**DATASET EXCERPTS**.
□ □ □ □

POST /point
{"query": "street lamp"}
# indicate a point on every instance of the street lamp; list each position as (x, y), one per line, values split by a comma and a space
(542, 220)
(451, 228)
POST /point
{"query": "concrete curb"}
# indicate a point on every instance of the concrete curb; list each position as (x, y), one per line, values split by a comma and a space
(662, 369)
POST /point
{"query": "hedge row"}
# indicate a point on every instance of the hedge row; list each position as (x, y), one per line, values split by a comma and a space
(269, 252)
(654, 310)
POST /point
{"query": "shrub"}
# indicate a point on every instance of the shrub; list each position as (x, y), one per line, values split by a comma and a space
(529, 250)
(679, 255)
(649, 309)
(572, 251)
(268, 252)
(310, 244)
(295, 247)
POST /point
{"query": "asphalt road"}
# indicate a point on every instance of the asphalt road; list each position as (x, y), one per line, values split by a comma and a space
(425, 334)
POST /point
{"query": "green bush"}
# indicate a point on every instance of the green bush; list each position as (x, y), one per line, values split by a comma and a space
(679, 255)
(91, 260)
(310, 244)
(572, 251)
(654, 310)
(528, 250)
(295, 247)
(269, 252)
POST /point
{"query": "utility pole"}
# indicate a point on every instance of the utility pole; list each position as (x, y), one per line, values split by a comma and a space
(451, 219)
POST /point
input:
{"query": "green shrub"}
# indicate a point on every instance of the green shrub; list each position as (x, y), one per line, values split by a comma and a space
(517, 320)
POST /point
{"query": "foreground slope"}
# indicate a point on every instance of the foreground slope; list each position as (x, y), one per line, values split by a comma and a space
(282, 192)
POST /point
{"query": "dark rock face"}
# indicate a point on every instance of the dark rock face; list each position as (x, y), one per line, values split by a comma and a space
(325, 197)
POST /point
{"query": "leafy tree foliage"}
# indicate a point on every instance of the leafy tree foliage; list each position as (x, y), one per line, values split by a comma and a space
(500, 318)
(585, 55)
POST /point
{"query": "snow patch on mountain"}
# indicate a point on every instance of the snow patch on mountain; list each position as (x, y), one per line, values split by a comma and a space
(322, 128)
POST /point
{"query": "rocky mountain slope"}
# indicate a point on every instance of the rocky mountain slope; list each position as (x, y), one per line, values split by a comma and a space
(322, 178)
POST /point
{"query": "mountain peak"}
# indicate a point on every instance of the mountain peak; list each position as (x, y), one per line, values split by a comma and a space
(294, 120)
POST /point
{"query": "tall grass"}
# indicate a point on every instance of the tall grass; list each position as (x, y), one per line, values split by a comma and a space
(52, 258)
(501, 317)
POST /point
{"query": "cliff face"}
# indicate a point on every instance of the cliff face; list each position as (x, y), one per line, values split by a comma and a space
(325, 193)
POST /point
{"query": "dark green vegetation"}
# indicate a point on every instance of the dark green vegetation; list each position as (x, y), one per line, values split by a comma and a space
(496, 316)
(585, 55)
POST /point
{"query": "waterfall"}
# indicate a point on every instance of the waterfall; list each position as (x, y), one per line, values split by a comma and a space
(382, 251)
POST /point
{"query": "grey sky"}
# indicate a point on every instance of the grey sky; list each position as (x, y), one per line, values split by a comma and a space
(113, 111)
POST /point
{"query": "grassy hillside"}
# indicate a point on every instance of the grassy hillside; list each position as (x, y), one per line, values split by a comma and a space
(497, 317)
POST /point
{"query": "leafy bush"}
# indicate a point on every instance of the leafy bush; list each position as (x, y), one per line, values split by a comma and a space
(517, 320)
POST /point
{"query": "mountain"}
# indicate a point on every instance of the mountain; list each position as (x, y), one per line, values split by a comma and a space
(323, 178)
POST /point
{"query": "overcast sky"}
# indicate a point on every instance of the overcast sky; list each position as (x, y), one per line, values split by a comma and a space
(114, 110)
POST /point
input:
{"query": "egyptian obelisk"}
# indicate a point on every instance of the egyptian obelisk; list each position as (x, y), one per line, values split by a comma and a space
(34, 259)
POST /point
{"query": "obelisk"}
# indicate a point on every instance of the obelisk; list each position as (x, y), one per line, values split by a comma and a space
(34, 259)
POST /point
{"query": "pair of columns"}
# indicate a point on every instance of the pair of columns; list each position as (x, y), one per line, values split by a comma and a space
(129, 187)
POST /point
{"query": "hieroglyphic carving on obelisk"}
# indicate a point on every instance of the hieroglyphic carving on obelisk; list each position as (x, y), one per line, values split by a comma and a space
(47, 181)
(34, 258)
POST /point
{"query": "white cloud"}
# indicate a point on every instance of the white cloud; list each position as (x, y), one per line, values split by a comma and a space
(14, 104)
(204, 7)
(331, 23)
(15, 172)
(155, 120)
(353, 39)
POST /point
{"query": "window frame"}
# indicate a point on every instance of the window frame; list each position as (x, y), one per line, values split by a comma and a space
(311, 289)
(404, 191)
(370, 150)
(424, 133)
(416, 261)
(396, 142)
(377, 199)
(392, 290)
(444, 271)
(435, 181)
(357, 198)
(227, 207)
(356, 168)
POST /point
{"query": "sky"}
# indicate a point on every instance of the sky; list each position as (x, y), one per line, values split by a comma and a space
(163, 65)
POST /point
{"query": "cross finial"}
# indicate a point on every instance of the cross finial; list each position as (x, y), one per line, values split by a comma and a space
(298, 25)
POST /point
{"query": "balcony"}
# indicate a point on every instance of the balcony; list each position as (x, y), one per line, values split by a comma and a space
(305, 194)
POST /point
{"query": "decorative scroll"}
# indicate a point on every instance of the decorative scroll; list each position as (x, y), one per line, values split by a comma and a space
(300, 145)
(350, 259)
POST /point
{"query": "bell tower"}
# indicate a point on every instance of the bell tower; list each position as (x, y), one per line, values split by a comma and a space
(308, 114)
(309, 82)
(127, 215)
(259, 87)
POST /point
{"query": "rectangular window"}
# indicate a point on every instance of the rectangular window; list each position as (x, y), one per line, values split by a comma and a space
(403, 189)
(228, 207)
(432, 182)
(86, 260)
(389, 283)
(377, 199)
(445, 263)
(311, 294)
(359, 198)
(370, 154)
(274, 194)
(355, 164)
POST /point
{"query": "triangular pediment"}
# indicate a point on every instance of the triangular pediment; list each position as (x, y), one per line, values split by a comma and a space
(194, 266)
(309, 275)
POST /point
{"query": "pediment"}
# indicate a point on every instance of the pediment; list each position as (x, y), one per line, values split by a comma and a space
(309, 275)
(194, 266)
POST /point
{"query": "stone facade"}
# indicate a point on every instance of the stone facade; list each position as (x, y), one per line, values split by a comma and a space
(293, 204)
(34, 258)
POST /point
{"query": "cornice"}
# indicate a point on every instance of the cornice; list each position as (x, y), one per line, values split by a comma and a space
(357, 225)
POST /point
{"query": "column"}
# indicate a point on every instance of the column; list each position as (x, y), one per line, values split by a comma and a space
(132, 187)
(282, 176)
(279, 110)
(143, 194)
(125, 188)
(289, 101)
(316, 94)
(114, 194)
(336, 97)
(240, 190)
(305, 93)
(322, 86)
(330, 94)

□ □ □ □

**REQUEST**.
Extract every line from the rows above that contains the string "snow", treating case as significant.

**THE RESPONSE**.
{"query": "snow patch on mountain"}
# indicate a point on every instance of the snow patch on mountain; list each position as (x, y), one per line, values split by a comma and a space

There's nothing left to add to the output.